Problem details:
Copy the listing below line for line, keeping every character the same.

Record list:
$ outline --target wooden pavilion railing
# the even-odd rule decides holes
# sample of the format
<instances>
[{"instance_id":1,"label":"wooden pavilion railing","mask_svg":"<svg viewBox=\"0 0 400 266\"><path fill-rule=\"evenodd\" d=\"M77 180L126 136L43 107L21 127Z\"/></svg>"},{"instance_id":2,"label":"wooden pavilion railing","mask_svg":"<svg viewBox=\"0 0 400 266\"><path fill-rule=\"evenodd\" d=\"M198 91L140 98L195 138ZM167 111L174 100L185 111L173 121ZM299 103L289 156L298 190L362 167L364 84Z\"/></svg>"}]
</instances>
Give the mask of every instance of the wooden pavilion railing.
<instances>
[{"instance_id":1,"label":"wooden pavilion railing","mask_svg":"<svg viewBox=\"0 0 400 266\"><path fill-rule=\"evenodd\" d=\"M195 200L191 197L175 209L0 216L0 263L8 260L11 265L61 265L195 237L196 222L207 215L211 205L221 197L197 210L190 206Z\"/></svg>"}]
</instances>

Solved problem:
$ outline --target wooden pavilion railing
# the even-odd rule decides holes
# sample of the format
<instances>
[{"instance_id":1,"label":"wooden pavilion railing","mask_svg":"<svg viewBox=\"0 0 400 266\"><path fill-rule=\"evenodd\" d=\"M77 180L126 136L43 107L21 127Z\"/></svg>"},{"instance_id":2,"label":"wooden pavilion railing","mask_svg":"<svg viewBox=\"0 0 400 266\"><path fill-rule=\"evenodd\" d=\"M198 91L140 98L195 138ZM167 111L174 100L185 111L173 121ZM299 103L289 156L298 190L362 167L364 84Z\"/></svg>"}]
</instances>
Give the mask of every instance of the wooden pavilion railing.
<instances>
[{"instance_id":1,"label":"wooden pavilion railing","mask_svg":"<svg viewBox=\"0 0 400 266\"><path fill-rule=\"evenodd\" d=\"M195 200L191 197L175 209L0 216L0 263L8 260L11 265L61 265L195 237L196 222L207 215L211 205L221 197L197 210L190 206Z\"/></svg>"}]
</instances>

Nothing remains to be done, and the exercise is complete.